The atrocity described in Carr’s speech — which he recounts with such pride and confidence in applause — was reason enough to topple Silent Sam. If we read Carr’s speech carefully and do not turn away from its sickening racism, the students’ turn to hard iconoclasm and the toppling of Silent Sam is not vandalism and can only be considered an act of civil disobedience. Carr’s words are a permanent stain on the monument, and therein lies the brilliance of Little’s willingness to endure further pain for the sake of a statement that has resonated, worldwide.

“Next up, Charlottesville!”

Silent Sam came down at approximately 9:20 PM on Monday, August 20, and as the statue lay on the ground there came up chants of “Next up, Charlottesville!” (Figure 2).

Figure 2. Tweet from the feed of The Daily Tar Heel at 9:30 PM on August 20, 2018 (image source).

Protesters may have referred to Charlottesville’s more famous monuments to Generals Lee and Jackson — objects that became rallying points for neo-Nazis and white supremacists during the Summer of Hate — or even the Confederate soldier that stands outside the Albemarle County Court Building. In scrolling through the resulting wave of news coverage, however, I thought of another, related monument: UVA’s own Monument to the Confederate Dead (Figure 3).

Figure 3. The Monument to the Confederate Dead in the Confederate Cemetery at the University of Virginia. Photo by author. Photo taken August 21, 2018.

• • • • • • •

**WHAT TO WORK ON**
**a)** Summarize the passage on Silent Sam in two sentences.
**b)** Please resume the passage on Silent Sam after its final sentence.

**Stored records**
• • • • • • •

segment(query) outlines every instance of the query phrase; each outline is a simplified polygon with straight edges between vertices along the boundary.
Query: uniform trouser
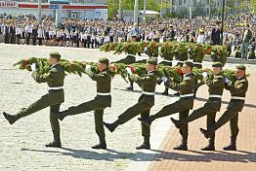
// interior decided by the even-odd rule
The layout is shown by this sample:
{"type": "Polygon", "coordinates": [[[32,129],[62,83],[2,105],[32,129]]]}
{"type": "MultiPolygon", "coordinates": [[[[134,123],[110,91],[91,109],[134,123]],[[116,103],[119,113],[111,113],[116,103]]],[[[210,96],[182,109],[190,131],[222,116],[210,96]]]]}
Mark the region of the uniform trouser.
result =
{"type": "Polygon", "coordinates": [[[208,131],[210,133],[215,132],[217,129],[219,129],[221,126],[223,126],[225,123],[230,121],[230,127],[231,127],[231,138],[236,139],[236,136],[238,134],[238,112],[229,108],[222,117],[216,121],[215,124],[213,124],[210,128],[208,128],[208,131]]]}
{"type": "Polygon", "coordinates": [[[25,37],[26,45],[29,45],[30,36],[31,36],[31,33],[27,33],[27,36],[25,37]]]}
{"type": "Polygon", "coordinates": [[[55,141],[60,142],[60,123],[58,118],[52,115],[52,112],[59,112],[61,104],[64,102],[64,92],[48,93],[39,100],[22,109],[18,116],[21,118],[27,117],[44,108],[50,107],[50,122],[54,133],[55,141]]]}
{"type": "MultiPolygon", "coordinates": [[[[217,111],[209,106],[203,106],[199,109],[194,110],[189,117],[181,120],[182,124],[188,124],[189,122],[197,120],[201,117],[207,116],[207,129],[210,128],[215,123],[217,111]]],[[[215,133],[210,136],[210,139],[214,141],[215,133]]]]}
{"type": "Polygon", "coordinates": [[[9,44],[9,34],[5,34],[5,44],[9,44]]]}
{"type": "MultiPolygon", "coordinates": [[[[164,106],[158,113],[156,113],[152,117],[154,119],[159,119],[176,113],[179,113],[179,119],[181,120],[189,116],[190,108],[188,109],[186,108],[185,105],[182,105],[180,101],[176,101],[170,105],[164,106]]],[[[189,130],[188,123],[183,124],[180,127],[180,134],[182,135],[183,139],[188,139],[188,135],[189,135],[188,130],[189,130]]]]}
{"type": "MultiPolygon", "coordinates": [[[[117,121],[119,124],[123,124],[140,114],[141,114],[142,119],[149,118],[151,107],[152,105],[149,105],[146,102],[138,102],[134,106],[127,109],[124,113],[122,113],[118,117],[117,121]]],[[[150,126],[145,124],[144,122],[141,123],[141,126],[142,126],[142,135],[144,137],[149,138],[150,137],[150,126]]]]}
{"type": "Polygon", "coordinates": [[[249,43],[244,43],[243,42],[241,44],[241,58],[244,58],[244,59],[247,58],[248,47],[249,47],[249,43]]]}
{"type": "Polygon", "coordinates": [[[75,107],[70,107],[67,110],[67,115],[73,116],[90,111],[94,111],[94,120],[95,120],[95,130],[97,135],[101,138],[105,138],[105,129],[103,123],[104,109],[107,106],[99,100],[91,100],[85,103],[82,103],[75,107]]]}

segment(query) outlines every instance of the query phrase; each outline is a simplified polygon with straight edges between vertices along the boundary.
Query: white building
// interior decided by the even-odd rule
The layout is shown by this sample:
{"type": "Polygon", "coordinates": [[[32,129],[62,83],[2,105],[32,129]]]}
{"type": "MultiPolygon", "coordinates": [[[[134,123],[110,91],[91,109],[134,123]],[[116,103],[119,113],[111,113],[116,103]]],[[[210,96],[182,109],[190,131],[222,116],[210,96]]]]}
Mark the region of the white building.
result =
{"type": "MultiPolygon", "coordinates": [[[[107,18],[107,0],[42,0],[42,16],[74,18],[107,18]],[[61,13],[60,13],[61,11],[61,13]]],[[[1,1],[0,15],[38,16],[38,0],[1,1]]]]}

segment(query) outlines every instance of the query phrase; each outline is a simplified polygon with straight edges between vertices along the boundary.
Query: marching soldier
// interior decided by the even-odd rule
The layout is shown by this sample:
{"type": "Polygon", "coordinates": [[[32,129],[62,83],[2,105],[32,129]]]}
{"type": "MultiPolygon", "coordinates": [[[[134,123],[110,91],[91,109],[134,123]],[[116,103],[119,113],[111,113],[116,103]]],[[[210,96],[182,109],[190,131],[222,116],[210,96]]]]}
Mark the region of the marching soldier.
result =
{"type": "Polygon", "coordinates": [[[225,148],[225,151],[236,151],[236,137],[238,134],[238,113],[242,111],[245,94],[248,88],[248,81],[245,76],[245,66],[236,66],[236,80],[231,83],[228,79],[225,80],[226,89],[231,91],[232,98],[228,106],[228,110],[217,120],[215,124],[207,130],[200,128],[205,138],[209,138],[213,132],[223,126],[226,122],[230,121],[231,127],[231,144],[225,148]]]}
{"type": "Polygon", "coordinates": [[[104,110],[111,106],[111,76],[108,70],[109,61],[107,58],[100,58],[98,63],[99,74],[91,71],[91,66],[86,65],[86,74],[97,84],[97,96],[88,102],[75,107],[70,107],[63,112],[56,112],[54,115],[61,120],[67,116],[94,111],[95,129],[99,136],[100,144],[93,146],[93,149],[107,149],[106,135],[103,124],[104,110]]]}
{"type": "Polygon", "coordinates": [[[51,70],[44,75],[40,75],[36,70],[36,64],[31,65],[32,78],[35,82],[47,83],[49,86],[49,92],[42,96],[39,100],[32,103],[27,108],[23,108],[16,115],[9,115],[3,113],[6,120],[10,124],[15,123],[18,120],[27,117],[37,111],[40,111],[44,108],[50,107],[50,122],[54,134],[54,142],[49,143],[46,147],[61,148],[61,138],[60,138],[60,124],[58,119],[52,115],[53,112],[58,112],[60,106],[64,101],[64,71],[60,65],[59,61],[61,59],[61,54],[59,52],[51,52],[49,57],[49,63],[52,65],[51,70]]]}
{"type": "MultiPolygon", "coordinates": [[[[148,118],[138,119],[145,124],[150,125],[151,122],[159,118],[167,117],[176,113],[179,113],[180,120],[185,119],[189,116],[190,110],[192,109],[193,105],[193,86],[194,78],[192,74],[193,63],[191,61],[185,61],[183,68],[184,78],[182,83],[175,83],[168,80],[166,77],[162,78],[165,86],[177,90],[180,92],[180,99],[172,104],[164,106],[158,113],[148,118]]],[[[182,135],[182,144],[174,150],[187,151],[188,146],[188,124],[181,126],[180,134],[182,135]]]]}
{"type": "MultiPolygon", "coordinates": [[[[113,132],[118,125],[124,124],[139,114],[141,114],[141,117],[143,119],[149,116],[150,109],[154,105],[154,90],[157,82],[155,73],[156,65],[157,61],[155,59],[149,58],[147,60],[146,70],[148,72],[148,75],[146,77],[139,77],[138,75],[134,75],[132,74],[131,70],[127,69],[128,73],[130,74],[130,79],[142,87],[142,95],[140,96],[138,103],[121,114],[113,123],[104,122],[105,126],[110,132],[113,132]]],[[[149,125],[142,123],[142,135],[144,137],[144,142],[141,146],[136,147],[136,149],[150,149],[149,125]]]]}
{"type": "MultiPolygon", "coordinates": [[[[203,73],[203,77],[205,78],[205,83],[208,86],[209,91],[209,99],[204,104],[203,107],[194,110],[190,117],[187,117],[183,120],[176,120],[171,119],[176,127],[180,128],[184,124],[188,124],[189,122],[199,119],[203,116],[207,115],[207,128],[212,126],[215,123],[216,113],[221,109],[221,99],[224,89],[224,78],[221,76],[222,74],[222,63],[215,62],[212,64],[213,67],[213,77],[208,77],[207,73],[203,73]]],[[[205,148],[201,149],[202,151],[215,151],[214,146],[215,134],[210,136],[209,145],[205,148]]]]}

• • • • • • •

**RESULTS BY TASK**
**a)** The passage argues that the atrocity Carr proudly recounts in his speech was reason enough to topple Silent Sam, so the students' act should be seen as civil disobedience, not vandalism. After the statue came down at about 9:20 PM on August 20, protesters chanted "Next up, Charlottesville!", and the passage turns from that city's better-known monuments to UVA's own Monument to the Confederate Dead.

**b)**
Today the statue stands at the intersection of Alderman and McCormick and adjacent to UVA’s Observatory Hill Dining Hall (Google Maps here), and like Silent Sam honors “the sons of the university” who lost their lives in the American Civil War. But unlike Sam, who operated among sidewalks and stop lights, the example in Charlottesville stands within the quiet confines of a Confederate burial ground and very near to the cemetery for enslaved African-Americans at the university.

It is important to note, at the offset, that Silent Sam and the Confederate soldier at UVA are not the same monument. They have differences in both form and context, and in placing the monuments side-by-side I do not insist on seeing them as related, only. Much of the outcry against Silent Sam is rooted in Julian Carr’s plain-spoken racism and the legacy of his words on display in a very public place (as Chancellor Folt notes, “at the front door” of an institution of higher learning). Silent Sam insists on being viewed by undergraduates on their way to class or a major sporting event. In contrast, the Confederate soldier at UVA can be forgotten, at least by those with the privilege of such forgetting. The monument is currently surrounded by walls on four sides, and my own straw poll resulted in more statements of “I don’t know where or what that is” than summaries of the object’s history. While both statutes depict an anonymous Confederate soldier and share a certain similarity in the arrangement of pedestal and plaques and a surmounting figure, they do possess significant differences. Silent Sam, for example, earned his name based on the empty ammunition box attached to his belt, a fact that makes him ill-prepared to take up the next Confederate charge. In contrast, the stance of the soldier at UVA suggests greater vigilance as his eyes surveil the landscape from the high ground with a bayonet fixed at the end of his rifle.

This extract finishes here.